--- BEGIN Records shown ---

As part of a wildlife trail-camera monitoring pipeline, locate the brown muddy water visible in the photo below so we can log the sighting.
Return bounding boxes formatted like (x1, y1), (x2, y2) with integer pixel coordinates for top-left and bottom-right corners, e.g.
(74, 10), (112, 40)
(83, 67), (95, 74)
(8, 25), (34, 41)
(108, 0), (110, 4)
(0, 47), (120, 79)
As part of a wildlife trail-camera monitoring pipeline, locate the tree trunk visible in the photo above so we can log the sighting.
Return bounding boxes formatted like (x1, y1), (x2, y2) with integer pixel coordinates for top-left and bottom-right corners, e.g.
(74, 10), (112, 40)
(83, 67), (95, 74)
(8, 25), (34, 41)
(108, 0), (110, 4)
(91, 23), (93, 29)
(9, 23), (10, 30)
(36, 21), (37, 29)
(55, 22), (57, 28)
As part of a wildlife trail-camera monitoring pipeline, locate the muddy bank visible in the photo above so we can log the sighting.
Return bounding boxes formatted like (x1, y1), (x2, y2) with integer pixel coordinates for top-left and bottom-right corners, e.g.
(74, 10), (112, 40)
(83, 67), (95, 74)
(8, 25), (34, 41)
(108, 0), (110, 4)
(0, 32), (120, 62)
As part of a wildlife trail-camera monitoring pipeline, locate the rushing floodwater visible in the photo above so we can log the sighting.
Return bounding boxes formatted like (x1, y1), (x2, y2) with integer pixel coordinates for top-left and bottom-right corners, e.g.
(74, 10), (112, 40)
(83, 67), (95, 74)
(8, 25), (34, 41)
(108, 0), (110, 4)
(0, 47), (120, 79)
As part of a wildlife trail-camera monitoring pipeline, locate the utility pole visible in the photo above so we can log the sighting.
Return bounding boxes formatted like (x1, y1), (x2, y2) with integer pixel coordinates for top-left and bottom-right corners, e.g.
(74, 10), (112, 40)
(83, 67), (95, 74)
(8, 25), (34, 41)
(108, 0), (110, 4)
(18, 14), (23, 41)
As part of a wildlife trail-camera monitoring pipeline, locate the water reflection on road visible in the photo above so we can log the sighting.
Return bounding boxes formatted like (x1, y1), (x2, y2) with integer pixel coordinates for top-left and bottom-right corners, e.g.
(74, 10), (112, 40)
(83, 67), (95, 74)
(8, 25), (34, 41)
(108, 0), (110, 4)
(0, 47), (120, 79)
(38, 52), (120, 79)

--- END Records shown ---

### To do
Put each line of the records above into a JSON list of strings, with one string per line and no blank lines.

### Answer to the exercise
[
  "As part of a wildlife trail-camera monitoring pipeline, locate the brown muddy water visible in the photo below so we can log the sighting.",
  "Return bounding boxes formatted like (x1, y1), (x2, y2) with integer pixel coordinates for top-left and bottom-right corners, e.g.",
  "(74, 10), (112, 40)",
  "(83, 67), (95, 74)",
  "(8, 25), (34, 41)",
  "(108, 0), (110, 4)",
  "(0, 47), (120, 79)",
  "As part of a wildlife trail-camera monitoring pipeline, locate the tree trunk visible in the photo above so we can log the sighting.",
  "Return bounding boxes formatted like (x1, y1), (x2, y2) with integer pixel coordinates for top-left and bottom-right corners, e.g.",
  "(74, 10), (112, 40)",
  "(83, 67), (95, 74)",
  "(8, 25), (34, 41)",
  "(108, 0), (110, 4)",
  "(91, 23), (93, 29)",
  "(9, 23), (10, 30)",
  "(36, 21), (37, 29)",
  "(55, 22), (57, 28)",
  "As part of a wildlife trail-camera monitoring pipeline, locate the muddy bank visible in the photo above so we can log the sighting.",
  "Return bounding boxes formatted like (x1, y1), (x2, y2) with integer pixel coordinates for top-left and bottom-right corners, e.g.",
  "(74, 10), (112, 40)",
  "(83, 67), (95, 74)",
  "(8, 25), (34, 41)",
  "(108, 0), (110, 4)",
  "(0, 32), (120, 62)",
  "As part of a wildlife trail-camera monitoring pipeline, locate the rushing floodwater visible in the photo above so we can log the sighting.",
  "Return bounding boxes formatted like (x1, y1), (x2, y2) with integer pixel coordinates for top-left and bottom-right corners, e.g.",
  "(74, 10), (112, 40)",
  "(83, 67), (95, 74)",
  "(8, 25), (34, 41)",
  "(108, 0), (110, 4)",
  "(0, 47), (120, 79)",
  "As part of a wildlife trail-camera monitoring pipeline, locate the utility pole visible in the photo above so we can log the sighting.",
  "Return bounding boxes formatted like (x1, y1), (x2, y2) with integer pixel coordinates for top-left and bottom-right corners, e.g.",
  "(74, 10), (112, 40)",
  "(83, 67), (95, 74)",
  "(8, 25), (34, 41)",
  "(108, 0), (110, 4)",
  "(18, 14), (23, 41)",
  "As part of a wildlife trail-camera monitoring pipeline, locate the water reflection on road visible in the photo above so we can log the sighting.",
  "Return bounding boxes formatted like (x1, y1), (x2, y2) with integer pixel coordinates for top-left and bottom-right corners, e.g.",
  "(74, 10), (112, 40)",
  "(83, 67), (95, 74)",
  "(8, 25), (34, 41)",
  "(108, 0), (110, 4)",
  "(0, 47), (120, 79)",
  "(38, 52), (120, 79)"
]